__Teks untuk Dianalisis__.
=======

Segala Sesuatu Bermula dari Pembaruan Akal Budi

Pesan hari ini terutama memperkenalkan anda dengan makna “pembaruan akal budi” atau pembaruan pikiran, dan nantinya saya akan membahas bagaimana menjalankannya secara nyata. Sekarang kita memasuki tahun baru, jadi saya undang anda untuk memilih tujuan rohani untuk dikejar supaya kita bisa membuat kemajuan dalam kehidupan rohani kita. Sekarang kita sudah mengerti prinsip alkitabiah yang disebutkan dalam ayat kita hari ini, setiap orang seharusnya sudah mengerti dengan jelas maksud ayat itu: Tak peduli dalam hal apapun kemajuan yang ingin anda kejar, hal pertama yang harus dilalui adalah pembaruan akal budi; jika akal budi anda belum diperbarui, maka segala upaya anda tidak akan memberi hasil sekalipun anda berusaha keras untuk mewujudkannya.

Dengan kata lain, entah anda ingin belajar untuk lebih peduli, ingin melayani, ingin membuang berbagai emosi negatif, ingin menjadi rendah hati, atau ingin terbebas dari godaan dunia, semua itu tidak hanya terkait dengan perubahan perilaku, karena yang lebih utama adalah menjadikan perubahan akal budi sebagai titik awalnya. Jika akal budi anda belum diperbarui, maka persoalan anda tidak sepenuhnya teratasi; paling jauh hanya akan terjadi perubahan di sisi luar saja. Dengan kata lain, kita tidak boleh mengawali fokus pada perubahan perilaku, kita harus fokus pada pembaruan akal budi.

Oleh karenanya, setiap orang perlu memerhatikan apa yang ada di dalam pikiran yang perlu diubah, dalam konteks hal yang ingin anda pelajari. Sebagian orang ingin memperbaiki kemampuannya dalam bergaul; ada yang ingin mengubah cara pandangnya terhadap diri sendiri; ada yang ingin mengubah cara pandangnya terhadap berbagai peristiwa yang terjadi di sekitarnya, dan mungkin peristiwa global juga; anda memang perlu memperbarui semua itu.

=======

__Daftar Data__.

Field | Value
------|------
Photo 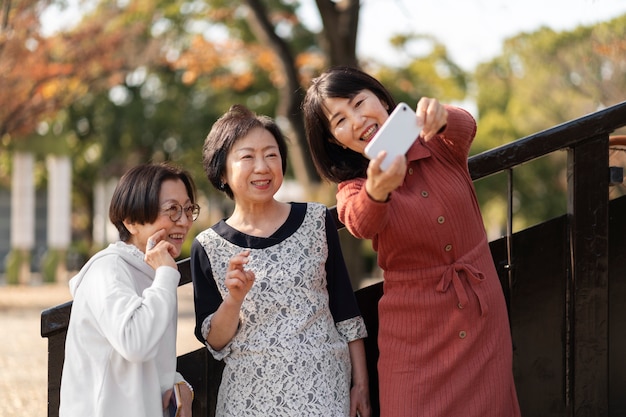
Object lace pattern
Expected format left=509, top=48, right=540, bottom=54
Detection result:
left=197, top=204, right=366, bottom=417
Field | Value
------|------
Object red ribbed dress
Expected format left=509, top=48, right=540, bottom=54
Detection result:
left=337, top=106, right=520, bottom=417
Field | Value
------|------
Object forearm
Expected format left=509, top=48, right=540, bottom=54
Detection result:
left=348, top=339, right=369, bottom=388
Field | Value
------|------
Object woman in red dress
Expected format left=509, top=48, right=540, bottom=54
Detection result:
left=303, top=67, right=520, bottom=417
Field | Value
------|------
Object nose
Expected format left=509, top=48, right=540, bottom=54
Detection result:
left=254, top=157, right=269, bottom=172
left=351, top=109, right=367, bottom=131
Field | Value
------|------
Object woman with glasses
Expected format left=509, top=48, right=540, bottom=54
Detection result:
left=59, top=164, right=200, bottom=417
left=191, top=106, right=370, bottom=417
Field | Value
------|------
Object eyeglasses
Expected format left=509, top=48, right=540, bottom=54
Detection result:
left=161, top=203, right=200, bottom=222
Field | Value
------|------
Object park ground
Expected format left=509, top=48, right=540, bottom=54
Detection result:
left=0, top=284, right=202, bottom=417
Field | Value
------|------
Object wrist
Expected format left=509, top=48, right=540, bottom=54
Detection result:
left=176, top=380, right=194, bottom=400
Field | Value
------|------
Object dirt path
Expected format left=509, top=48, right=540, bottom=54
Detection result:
left=0, top=284, right=202, bottom=417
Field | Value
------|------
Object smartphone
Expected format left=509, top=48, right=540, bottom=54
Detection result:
left=169, top=384, right=181, bottom=417
left=365, top=103, right=422, bottom=171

=======

__Cara Mengerjakan__. Lanjutkan teks tentang pembaruan akal budi, dimulai tepat setelah kalimat terakhirnya.

__Hasil Latihan__.
Dalam pertemuan selanjutnya nanti, pembahasan kita akan difokuskan pada pokok tentang pembaruan akal budi. Yang ingin saya bahas bukanlah ‘hal-hal apa yang sudah kita perbuat’ melainkan ‘bagaimana perubahan yang terjadi di dalam pikiran kita.’ Yang saya maksudkan dengan perubahan adalah koreksi yang terjadi pada berbagai pikiran yang salah dan negatif, koreksi ini akan membuat kita mampu mengatasi kecenderungan kita untuk menipu diri sendiri. Saya harap anda bisa menghayati pokok penting berikut ini:  Jika anda sudah mampu melihat penyesatan atau penipuan dalam sesuatu hal, maka anda akan dapati bahwa penyesatan atau penipuan itu sangat mudah untuk diatasi; karena anda sudah bisa memahami manfaat dari berbagai hal bagi diri anda. Hal ini bisa terjadi jika akal budi anda sudah berubah. Dulu anda merasa sukar untuk menempuhnya, tetapi sekarang sudah tidak terasa sukar lagi. Jika anda masih merasa sukar, maka itu berarti bahwa pikiran anda belum berubah, dan inilah pokok yang perlu kita pelajari.

Ajaran ini pembaruan akal budi merupakan pokok yang penting di dalam kitab Roma, karena ini adalah landasan bagi perubahan perilaku. Hanya melalui pembaruan akal budi kehidupan kita bisa mengalami perubahan sepenuhnya. Tidak peduli apapun hal yang akan anda pelajari di masa nanti, anda harus memulainya dengan pembaruan akal budi. Dalam pertemuan selanjutnya nanti, kita akan sama-sama berbagi kesaksian tentang hal-hal yang sudah kita pelajari melalui pengalaman kita sehubungan dengan hal pembaruan akal budi ini. Bagaimana anda menerapkan isi khotbah ini ke dalam hidup anda? Bagaimana pikiran anda mengalami perubahan? Dalam hal apa saja? Bagaimana perbedaan antara pikiran anda yang dulu dengan yang sekarang terhadap persoalan yang anda hadapi? Saya ingin mendengar kesaksian dari anda semua terkait dengan pokok ini, dan saya harap anda mendapatkan banyak manfaat dari isi pokok pembahasan ini.